* [Data shown]:
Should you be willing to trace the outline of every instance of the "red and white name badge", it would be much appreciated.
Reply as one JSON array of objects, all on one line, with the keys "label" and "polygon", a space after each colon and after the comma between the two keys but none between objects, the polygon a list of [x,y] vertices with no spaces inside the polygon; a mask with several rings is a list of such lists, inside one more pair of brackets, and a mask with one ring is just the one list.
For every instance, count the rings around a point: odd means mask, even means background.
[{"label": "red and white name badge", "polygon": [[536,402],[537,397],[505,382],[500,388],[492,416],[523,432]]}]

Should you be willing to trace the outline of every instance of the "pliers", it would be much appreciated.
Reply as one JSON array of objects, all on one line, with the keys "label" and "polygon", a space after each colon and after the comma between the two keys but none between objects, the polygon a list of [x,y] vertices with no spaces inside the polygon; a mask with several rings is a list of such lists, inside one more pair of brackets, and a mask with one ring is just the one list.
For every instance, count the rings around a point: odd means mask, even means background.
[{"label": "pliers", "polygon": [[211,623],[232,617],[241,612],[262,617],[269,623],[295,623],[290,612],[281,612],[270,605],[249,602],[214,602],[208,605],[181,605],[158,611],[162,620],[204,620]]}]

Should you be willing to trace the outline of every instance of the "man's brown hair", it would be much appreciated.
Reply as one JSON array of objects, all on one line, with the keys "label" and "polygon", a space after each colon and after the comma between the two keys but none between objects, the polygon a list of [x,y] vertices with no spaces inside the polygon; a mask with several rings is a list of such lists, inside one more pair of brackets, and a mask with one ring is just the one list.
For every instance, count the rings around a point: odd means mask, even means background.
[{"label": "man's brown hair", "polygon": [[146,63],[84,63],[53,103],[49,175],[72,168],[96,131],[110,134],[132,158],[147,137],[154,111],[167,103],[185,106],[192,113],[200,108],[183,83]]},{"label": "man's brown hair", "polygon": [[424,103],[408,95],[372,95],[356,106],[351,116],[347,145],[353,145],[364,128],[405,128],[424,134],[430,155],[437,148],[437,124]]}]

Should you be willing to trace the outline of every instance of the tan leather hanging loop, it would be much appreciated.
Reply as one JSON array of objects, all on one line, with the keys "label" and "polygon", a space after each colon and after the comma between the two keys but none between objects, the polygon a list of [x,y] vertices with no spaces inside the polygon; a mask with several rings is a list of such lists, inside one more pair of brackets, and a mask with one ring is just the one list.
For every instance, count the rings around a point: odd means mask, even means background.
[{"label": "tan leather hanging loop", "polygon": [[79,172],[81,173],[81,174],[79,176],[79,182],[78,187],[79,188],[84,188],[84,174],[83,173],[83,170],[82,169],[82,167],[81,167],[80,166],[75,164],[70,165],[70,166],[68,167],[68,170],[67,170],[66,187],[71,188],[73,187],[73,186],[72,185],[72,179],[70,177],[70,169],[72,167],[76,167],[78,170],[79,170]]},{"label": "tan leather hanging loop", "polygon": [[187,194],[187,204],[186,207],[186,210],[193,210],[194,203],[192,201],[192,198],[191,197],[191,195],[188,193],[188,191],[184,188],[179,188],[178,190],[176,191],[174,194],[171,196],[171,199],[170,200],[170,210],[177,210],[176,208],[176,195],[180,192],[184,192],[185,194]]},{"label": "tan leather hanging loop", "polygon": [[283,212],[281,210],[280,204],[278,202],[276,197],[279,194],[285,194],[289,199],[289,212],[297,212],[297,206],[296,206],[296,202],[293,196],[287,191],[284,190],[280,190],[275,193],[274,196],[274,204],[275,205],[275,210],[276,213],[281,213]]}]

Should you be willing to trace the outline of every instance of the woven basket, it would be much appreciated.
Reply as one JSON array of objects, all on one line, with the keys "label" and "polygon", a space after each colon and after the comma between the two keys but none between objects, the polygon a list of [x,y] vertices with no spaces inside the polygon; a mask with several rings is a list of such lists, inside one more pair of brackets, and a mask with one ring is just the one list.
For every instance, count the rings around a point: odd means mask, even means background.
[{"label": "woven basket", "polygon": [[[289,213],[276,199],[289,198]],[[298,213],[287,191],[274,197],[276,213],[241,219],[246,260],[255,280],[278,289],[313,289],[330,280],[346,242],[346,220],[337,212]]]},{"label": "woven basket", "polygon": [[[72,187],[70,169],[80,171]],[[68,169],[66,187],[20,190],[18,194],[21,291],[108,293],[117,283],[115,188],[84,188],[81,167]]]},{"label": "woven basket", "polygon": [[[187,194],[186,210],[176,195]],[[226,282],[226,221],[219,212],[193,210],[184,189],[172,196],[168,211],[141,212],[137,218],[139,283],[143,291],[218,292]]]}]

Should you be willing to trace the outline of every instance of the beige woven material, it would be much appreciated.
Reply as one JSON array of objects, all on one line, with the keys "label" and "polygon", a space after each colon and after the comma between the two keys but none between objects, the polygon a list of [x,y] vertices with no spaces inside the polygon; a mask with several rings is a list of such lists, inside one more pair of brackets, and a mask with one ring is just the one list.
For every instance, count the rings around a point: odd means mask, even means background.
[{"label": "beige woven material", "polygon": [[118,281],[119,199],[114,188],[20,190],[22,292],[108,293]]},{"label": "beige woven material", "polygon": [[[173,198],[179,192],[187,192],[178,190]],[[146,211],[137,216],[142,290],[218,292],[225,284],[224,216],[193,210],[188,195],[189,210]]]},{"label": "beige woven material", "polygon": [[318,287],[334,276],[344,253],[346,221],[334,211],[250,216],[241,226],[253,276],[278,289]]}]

* [Given task]:
Every record above needs to be repeated word for word.

* [Final result]:
Should you be willing to trace the outline of every instance of the "red and white name badge", it would be much appreciated.
Reply as one JSON array of objects, all on one line, with the keys "label" and "polygon", a space after each colon and after the comma between the two keys but none between objects, the polygon a list of [x,y] vertices with no spaces inside the polygon; a mask with several rings is a list of such lists, inside one more pair of brackets, and a mask with one ring is just the one list.
For every instance, count the rings around a point: odd means mask, even means background.
[{"label": "red and white name badge", "polygon": [[536,402],[537,397],[505,382],[500,388],[492,416],[523,432]]}]

Should you be willing to trace the outline of every instance of the "pliers", it would be much appreciated.
Reply as one JSON array of objects, all on one line, with the keys "label" and "polygon", a space after each colon and after the comma between the two keys but none between objects, the polygon a list of [x,y] vertices with no spaces inside the polygon; a mask with several rings is a list of such lists, inside one more pair of brackets, and a mask with one ring is just the one list.
For every instance, count the rings around a point: odd means mask, even means background.
[{"label": "pliers", "polygon": [[211,623],[232,617],[241,612],[262,617],[269,623],[295,623],[290,612],[281,612],[270,605],[249,602],[214,602],[208,605],[181,605],[158,611],[162,620],[204,620]]}]

Should you be willing to trace the outline of every instance of the "man's brown hair", it would be much appreciated.
Reply as one JSON array of objects, all on one line, with the keys "label" and "polygon", a space after each colon and after the comma between the two keys but none between objects, the polygon a list of [x,y] vertices with no spaces inside the polygon; a mask with several rings is a list of such lists, inside one more pair of brackets, and a mask with one ring is just the one list.
For every instance, count the rings around a point: odd means mask, even means background.
[{"label": "man's brown hair", "polygon": [[146,63],[84,63],[53,103],[49,175],[72,168],[96,131],[110,134],[132,158],[147,137],[154,111],[167,103],[185,106],[192,113],[200,108],[183,83]]},{"label": "man's brown hair", "polygon": [[424,103],[408,95],[372,95],[356,106],[351,116],[347,145],[353,145],[364,128],[405,128],[424,134],[430,155],[437,148],[437,124]]}]

Should you be willing to trace the outline of every instance of the tan leather hanging loop, it would be much appreciated.
Reply as one JSON array of objects, all on one line, with the keys "label" and "polygon", a space after each colon and after the comma between the two keys but none between objects, the polygon a list of [x,y] vertices with no spaces inside the polygon; a mask with several rings is a list of such lists, inside one more pair of brackets, and a mask with one ring is just the one list.
For every instance, count the rings around a point: odd means mask, even means background.
[{"label": "tan leather hanging loop", "polygon": [[79,172],[81,173],[81,174],[79,176],[79,182],[78,187],[79,188],[84,188],[84,174],[83,173],[83,170],[82,169],[82,167],[81,167],[80,166],[75,164],[70,165],[70,166],[68,167],[68,170],[67,170],[66,187],[71,188],[73,187],[73,186],[72,185],[72,179],[70,177],[70,169],[72,167],[76,167],[78,170],[79,170]]},{"label": "tan leather hanging loop", "polygon": [[187,194],[187,204],[186,207],[186,210],[193,210],[194,203],[192,201],[192,198],[191,197],[191,195],[188,193],[188,191],[184,188],[179,188],[178,190],[176,191],[174,194],[171,196],[171,199],[170,200],[170,210],[177,210],[176,208],[176,195],[180,192],[184,192],[185,194]]},{"label": "tan leather hanging loop", "polygon": [[283,212],[281,210],[280,204],[278,202],[276,197],[279,194],[285,194],[289,199],[289,212],[297,212],[297,206],[296,206],[296,202],[293,196],[287,191],[284,190],[280,190],[275,193],[274,196],[274,204],[275,205],[275,210],[276,213],[281,213]]}]

Should you be willing to trace the outline of every instance of the woven basket, it would be much appreciated.
Reply as one JSON array of objects, all on one line, with the keys "label" and "polygon", a space after each colon and after the comma between the two keys but none between objects, the polygon a list of [x,y] vertices with no spaces inside the polygon; a mask with several rings is a list of such lists, inside one more pair of brackets, and a mask with one ring is just the one list.
For every instance, count the rings around a point: odd means mask, even means background.
[{"label": "woven basket", "polygon": [[[289,213],[276,199],[289,198]],[[298,213],[287,191],[274,197],[276,213],[241,219],[246,260],[255,280],[278,289],[313,289],[330,280],[346,242],[346,220],[337,212]]]},{"label": "woven basket", "polygon": [[[72,187],[70,169],[80,171]],[[68,169],[66,187],[20,190],[18,194],[21,291],[108,293],[117,283],[115,188],[84,188],[81,167]]]},{"label": "woven basket", "polygon": [[[187,194],[186,210],[176,195]],[[226,282],[226,221],[219,212],[193,210],[184,189],[172,196],[168,211],[141,212],[137,218],[139,283],[143,291],[218,292]]]}]

Should you be willing to trace the outline of every instance of the beige woven material, it would be much appreciated.
Reply as one JSON array of objects, all on one line, with the keys "label" and "polygon", a space after each colon and after the comma between the two keys but none between objects, the polygon a list of [x,y] vertices with no spaces inside the polygon; a mask with several rings is a list of such lists, inside one more pair of brackets, and a mask with one ring is just the one list.
For every instance, count the rings around a point: odd means mask, even means background.
[{"label": "beige woven material", "polygon": [[118,281],[119,199],[114,188],[20,190],[22,292],[108,293]]},{"label": "beige woven material", "polygon": [[[173,198],[179,192],[187,192],[178,190]],[[146,211],[137,216],[142,290],[218,292],[225,284],[224,216],[193,210],[188,195],[189,210]]]},{"label": "beige woven material", "polygon": [[318,287],[334,276],[344,253],[346,221],[334,211],[250,216],[241,226],[253,276],[278,289]]}]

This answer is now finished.